Problem statement:
Count the lines below that contain the word "wooden" and give only that number.

Data to use:
====
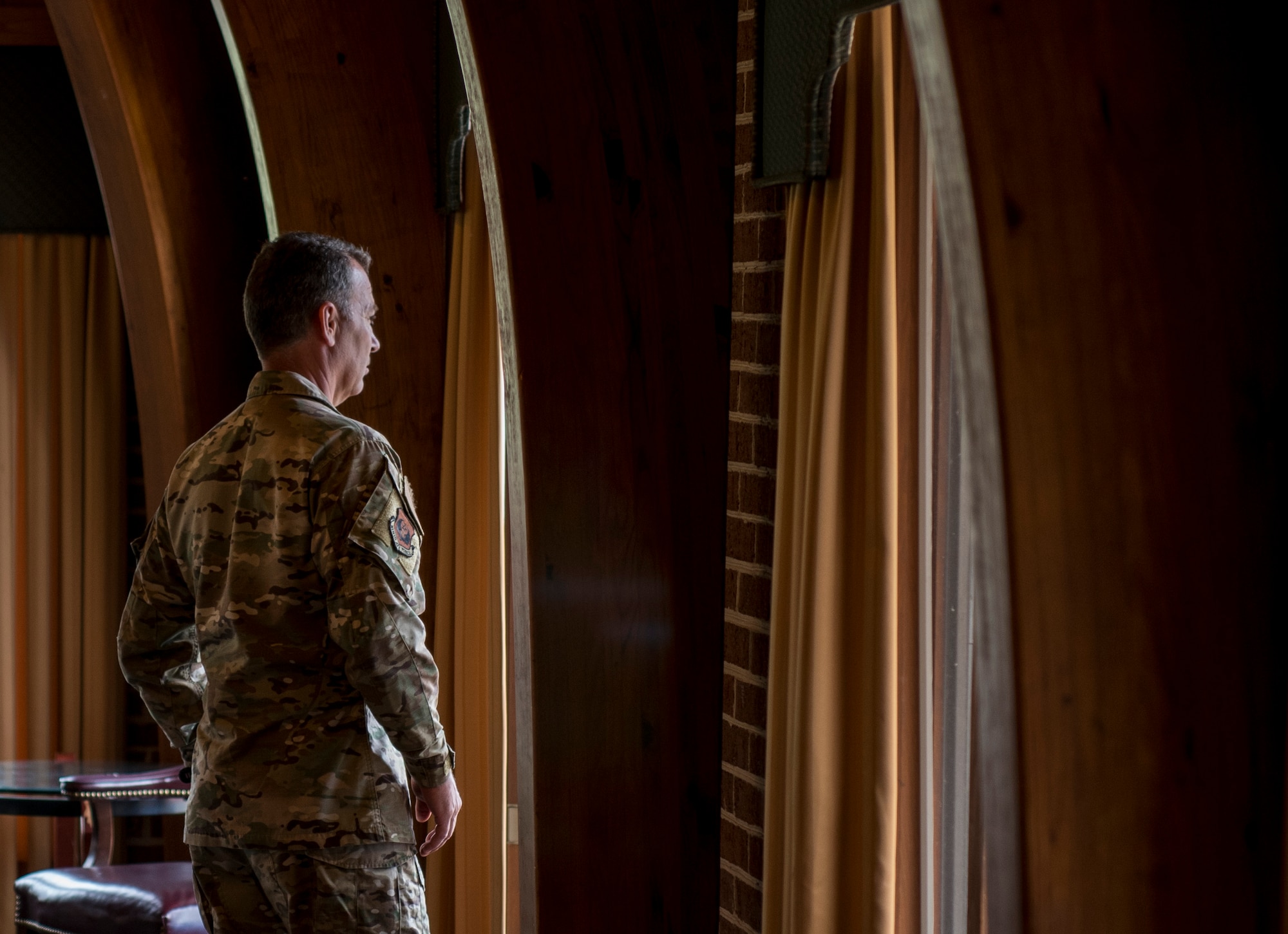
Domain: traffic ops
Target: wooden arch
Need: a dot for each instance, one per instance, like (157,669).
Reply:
(606,135)
(176,167)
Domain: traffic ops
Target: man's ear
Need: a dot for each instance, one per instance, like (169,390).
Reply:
(329,322)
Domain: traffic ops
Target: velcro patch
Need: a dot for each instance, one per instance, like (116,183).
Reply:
(402,536)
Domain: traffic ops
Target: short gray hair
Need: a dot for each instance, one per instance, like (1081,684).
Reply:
(292,278)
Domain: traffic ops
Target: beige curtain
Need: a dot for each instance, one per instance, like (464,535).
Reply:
(466,881)
(62,519)
(842,787)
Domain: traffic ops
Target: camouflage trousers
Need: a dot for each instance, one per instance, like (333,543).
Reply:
(370,888)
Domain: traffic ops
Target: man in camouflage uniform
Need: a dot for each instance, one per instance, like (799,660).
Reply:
(274,630)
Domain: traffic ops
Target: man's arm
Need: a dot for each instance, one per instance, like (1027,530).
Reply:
(374,600)
(158,641)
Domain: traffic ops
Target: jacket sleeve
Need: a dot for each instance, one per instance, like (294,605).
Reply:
(366,543)
(158,640)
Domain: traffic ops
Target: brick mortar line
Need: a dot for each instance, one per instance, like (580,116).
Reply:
(754,780)
(752,678)
(737,922)
(749,518)
(740,873)
(741,619)
(735,722)
(741,467)
(757,368)
(743,825)
(749,568)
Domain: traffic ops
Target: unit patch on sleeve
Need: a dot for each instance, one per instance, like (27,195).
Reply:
(402,536)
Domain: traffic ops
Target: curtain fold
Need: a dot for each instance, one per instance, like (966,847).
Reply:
(466,881)
(839,770)
(64,569)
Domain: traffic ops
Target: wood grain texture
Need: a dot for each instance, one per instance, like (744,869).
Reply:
(175,163)
(606,147)
(345,99)
(1129,201)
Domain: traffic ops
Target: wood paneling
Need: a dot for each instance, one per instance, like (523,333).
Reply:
(1130,207)
(175,162)
(343,95)
(26,22)
(606,140)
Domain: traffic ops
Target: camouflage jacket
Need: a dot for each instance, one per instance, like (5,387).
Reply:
(274,628)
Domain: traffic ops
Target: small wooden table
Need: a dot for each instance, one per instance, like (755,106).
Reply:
(34,789)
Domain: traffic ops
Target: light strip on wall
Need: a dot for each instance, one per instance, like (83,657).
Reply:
(266,191)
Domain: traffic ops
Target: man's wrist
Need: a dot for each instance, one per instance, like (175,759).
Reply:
(432,771)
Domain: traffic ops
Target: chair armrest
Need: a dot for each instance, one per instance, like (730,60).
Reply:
(163,783)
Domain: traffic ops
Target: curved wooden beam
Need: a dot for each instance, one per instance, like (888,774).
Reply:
(1126,188)
(343,95)
(175,163)
(606,139)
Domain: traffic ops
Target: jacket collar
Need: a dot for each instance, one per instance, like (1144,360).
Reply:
(285,382)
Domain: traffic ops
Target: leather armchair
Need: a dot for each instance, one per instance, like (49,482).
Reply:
(99,899)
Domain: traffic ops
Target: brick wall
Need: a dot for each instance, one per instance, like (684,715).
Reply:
(758,286)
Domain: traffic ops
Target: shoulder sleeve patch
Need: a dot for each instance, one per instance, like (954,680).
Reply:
(387,530)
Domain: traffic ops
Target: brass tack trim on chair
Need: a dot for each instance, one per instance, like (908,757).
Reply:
(133,793)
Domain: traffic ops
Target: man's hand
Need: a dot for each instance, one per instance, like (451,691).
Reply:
(444,803)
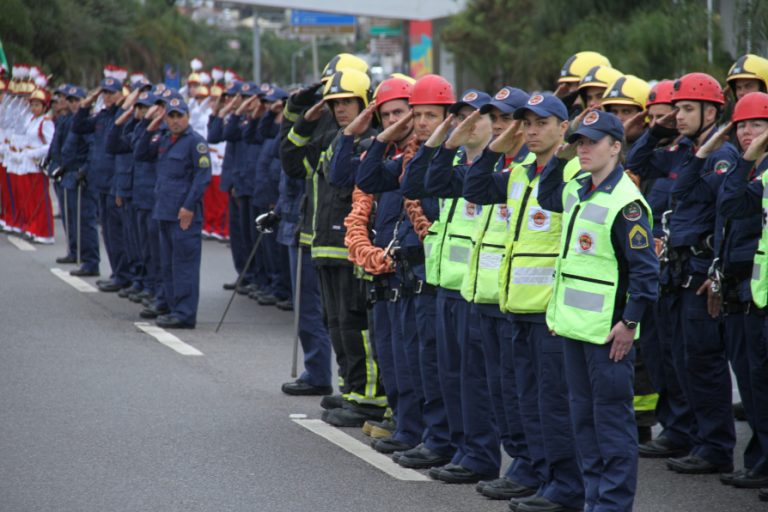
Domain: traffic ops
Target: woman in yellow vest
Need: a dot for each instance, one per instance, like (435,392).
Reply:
(605,277)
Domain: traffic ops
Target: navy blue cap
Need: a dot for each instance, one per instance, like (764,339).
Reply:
(249,89)
(146,98)
(596,125)
(472,98)
(264,89)
(508,99)
(275,94)
(73,91)
(233,89)
(543,105)
(176,105)
(111,85)
(169,94)
(140,84)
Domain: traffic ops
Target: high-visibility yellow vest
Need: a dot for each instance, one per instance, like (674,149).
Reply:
(481,283)
(587,271)
(528,267)
(759,282)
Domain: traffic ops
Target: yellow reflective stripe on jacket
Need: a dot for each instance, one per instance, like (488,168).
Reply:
(289,116)
(329,252)
(298,140)
(645,402)
(371,396)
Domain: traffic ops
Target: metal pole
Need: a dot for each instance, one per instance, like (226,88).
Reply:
(297,310)
(315,65)
(256,48)
(709,31)
(240,279)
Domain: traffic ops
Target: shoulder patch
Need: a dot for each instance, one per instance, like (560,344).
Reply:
(632,211)
(722,166)
(638,237)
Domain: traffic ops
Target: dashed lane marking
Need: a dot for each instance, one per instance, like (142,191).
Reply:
(358,449)
(75,282)
(168,339)
(21,244)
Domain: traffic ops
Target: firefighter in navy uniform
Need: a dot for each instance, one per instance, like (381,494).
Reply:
(183,172)
(605,277)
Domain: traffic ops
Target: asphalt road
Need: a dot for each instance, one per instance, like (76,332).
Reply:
(99,416)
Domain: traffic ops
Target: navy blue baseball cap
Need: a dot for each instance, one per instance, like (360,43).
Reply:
(543,105)
(472,98)
(73,91)
(249,89)
(508,99)
(176,105)
(146,98)
(168,94)
(275,94)
(111,85)
(596,125)
(233,89)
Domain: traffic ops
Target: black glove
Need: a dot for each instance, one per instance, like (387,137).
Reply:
(306,97)
(81,178)
(267,222)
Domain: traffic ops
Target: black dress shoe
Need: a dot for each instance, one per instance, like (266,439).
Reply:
(504,489)
(390,445)
(285,305)
(343,418)
(455,474)
(695,465)
(171,322)
(422,457)
(661,447)
(152,312)
(542,504)
(332,402)
(728,478)
(267,300)
(81,272)
(750,480)
(301,388)
(110,287)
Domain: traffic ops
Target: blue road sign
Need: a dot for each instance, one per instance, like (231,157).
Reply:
(304,18)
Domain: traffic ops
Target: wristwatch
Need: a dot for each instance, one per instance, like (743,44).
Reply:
(630,324)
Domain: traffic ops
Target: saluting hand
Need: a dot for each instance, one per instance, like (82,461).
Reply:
(622,338)
(362,122)
(714,142)
(397,131)
(757,147)
(185,218)
(509,141)
(440,133)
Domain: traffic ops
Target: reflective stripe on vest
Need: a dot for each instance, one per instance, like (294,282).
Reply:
(587,272)
(759,283)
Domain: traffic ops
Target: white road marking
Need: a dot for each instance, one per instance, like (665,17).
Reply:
(74,281)
(168,339)
(20,243)
(358,449)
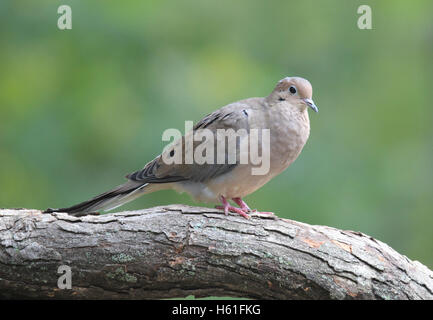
====
Answer for the task:
3